#### EXERCISE INPUT ####

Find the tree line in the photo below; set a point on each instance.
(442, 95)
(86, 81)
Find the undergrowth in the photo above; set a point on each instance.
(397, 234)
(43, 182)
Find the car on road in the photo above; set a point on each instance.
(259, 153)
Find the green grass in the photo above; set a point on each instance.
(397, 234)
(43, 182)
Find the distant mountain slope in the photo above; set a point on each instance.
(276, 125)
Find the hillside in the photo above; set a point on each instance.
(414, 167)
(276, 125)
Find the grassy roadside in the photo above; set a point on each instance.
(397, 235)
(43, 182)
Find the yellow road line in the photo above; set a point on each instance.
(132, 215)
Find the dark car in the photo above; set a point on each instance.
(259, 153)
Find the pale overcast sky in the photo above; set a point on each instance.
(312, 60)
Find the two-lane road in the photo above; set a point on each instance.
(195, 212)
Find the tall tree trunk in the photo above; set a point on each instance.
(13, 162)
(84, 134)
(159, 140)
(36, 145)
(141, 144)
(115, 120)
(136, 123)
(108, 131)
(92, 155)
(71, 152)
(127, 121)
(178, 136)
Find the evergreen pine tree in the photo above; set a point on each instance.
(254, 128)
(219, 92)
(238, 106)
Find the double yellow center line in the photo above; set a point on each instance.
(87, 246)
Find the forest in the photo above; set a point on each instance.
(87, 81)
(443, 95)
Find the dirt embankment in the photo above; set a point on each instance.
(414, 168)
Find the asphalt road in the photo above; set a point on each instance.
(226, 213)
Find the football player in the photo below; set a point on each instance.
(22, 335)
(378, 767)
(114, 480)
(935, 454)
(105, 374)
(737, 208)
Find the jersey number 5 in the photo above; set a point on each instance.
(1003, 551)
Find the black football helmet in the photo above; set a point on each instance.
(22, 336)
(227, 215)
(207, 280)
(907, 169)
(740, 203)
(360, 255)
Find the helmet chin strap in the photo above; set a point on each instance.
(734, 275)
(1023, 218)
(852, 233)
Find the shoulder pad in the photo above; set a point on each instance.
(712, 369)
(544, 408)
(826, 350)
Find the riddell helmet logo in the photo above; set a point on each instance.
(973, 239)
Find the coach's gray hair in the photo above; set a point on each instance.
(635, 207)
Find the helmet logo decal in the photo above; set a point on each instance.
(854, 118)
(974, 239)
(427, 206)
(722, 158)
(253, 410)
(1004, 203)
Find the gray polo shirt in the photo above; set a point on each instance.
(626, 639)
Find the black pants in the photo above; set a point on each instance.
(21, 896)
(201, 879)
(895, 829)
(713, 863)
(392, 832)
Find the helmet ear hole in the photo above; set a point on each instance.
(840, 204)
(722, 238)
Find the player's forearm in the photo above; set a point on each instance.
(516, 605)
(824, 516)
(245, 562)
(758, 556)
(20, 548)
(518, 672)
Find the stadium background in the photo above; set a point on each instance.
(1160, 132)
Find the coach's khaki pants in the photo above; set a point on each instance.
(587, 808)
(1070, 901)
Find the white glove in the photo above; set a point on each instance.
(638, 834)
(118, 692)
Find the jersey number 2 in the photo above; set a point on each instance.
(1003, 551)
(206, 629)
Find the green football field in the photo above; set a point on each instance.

####

SET TASK:
Reproduce every record above verbatim, without changing a single line.

FULL RESPONSE:
Find the tree line in the photo below; set a point on each instance.
(442, 95)
(86, 81)
Find the undergrowth in the photo above; set a point on each instance.
(397, 234)
(43, 182)
Find the car on road in the photo above; set a point on each instance.
(259, 153)
Find the green grass in the photo above; set a point on each instance.
(397, 234)
(43, 182)
Find the distant mountain slope in the photo above; set a point on each instance.
(276, 125)
Find the hillside in the photo above; set a point on each instance.
(414, 167)
(276, 125)
Find the grassy roadside in the photo above; set a point on each instance.
(397, 235)
(43, 182)
Find the yellow road line in the photo above; set a point on each instance.
(132, 215)
Find the dark car in the photo above; set a point on each instance.
(259, 153)
Find the pale overcast sky in the photo above; set a point on each instance.
(312, 60)
Find the two-lane road in the photo above; set a point on each instance.
(195, 212)
Find the tall tree trunk in the photo above; set a point on each instance.
(13, 162)
(84, 134)
(159, 140)
(36, 145)
(141, 144)
(115, 120)
(136, 123)
(108, 131)
(92, 155)
(71, 152)
(127, 121)
(178, 136)
Find the evergreen pine tree in the photo above; set a point on each instance.
(254, 128)
(219, 92)
(238, 106)
Find the double yellow center line in the photo above; set a point on each instance.
(87, 246)
Find the forest in the photo above; set a point on each instance.
(87, 81)
(443, 95)
Find the dirt embankment in the photo above; set a point on each instance.
(414, 168)
Find the asphalt road in the photo above; set a point on each instance.
(226, 213)
Find the football player in the photo below; set a point on each instance.
(22, 335)
(378, 767)
(114, 480)
(935, 454)
(105, 374)
(737, 208)
Find the jersey number 5 in the photo above; set a point on each instance.
(1003, 551)
Find the black football helmet in the photo above; set a point on each instance.
(22, 336)
(227, 215)
(207, 280)
(907, 169)
(740, 203)
(360, 255)
Find the helmet chin strap in the photo above; set a point on each instance.
(734, 275)
(1023, 218)
(852, 233)
Find the shoulder pad in the photo above; set a point on each instance.
(712, 369)
(544, 408)
(826, 350)
Find the riddell helmet logo in the photo above; set a point on each instance.
(973, 239)
Find the coach's gray hair in the photo above; set a point on each instance.
(635, 207)
Find the helmet logo decal in the photo above; set a point on each instance.
(854, 118)
(974, 239)
(427, 206)
(722, 158)
(253, 410)
(1004, 203)
Find the gray polo shirt in the photo above; set a point on each instance.
(626, 639)
Find the black pants in the photo above; set a point on each instance.
(21, 896)
(201, 879)
(895, 829)
(713, 863)
(392, 832)
Find the helmet ear hole in the photo above; set a point on each instance.
(840, 204)
(722, 238)
Find the player's forearm in the photo above; set a point on each instance.
(516, 605)
(824, 516)
(245, 562)
(758, 556)
(20, 548)
(518, 672)
Find the stadium background in the photo above; set a point on each instance.
(1160, 132)
Find the coach's khaki pants in the photo above; set a point on each instance.
(587, 808)
(1070, 901)
Find the white glove in the photo above; set a point on each instance.
(638, 834)
(118, 692)
Find the jersey number 2 in the photo above; set a point on each instance.
(1003, 551)
(206, 629)
Find the green football field in the photo above; set a point on each instance.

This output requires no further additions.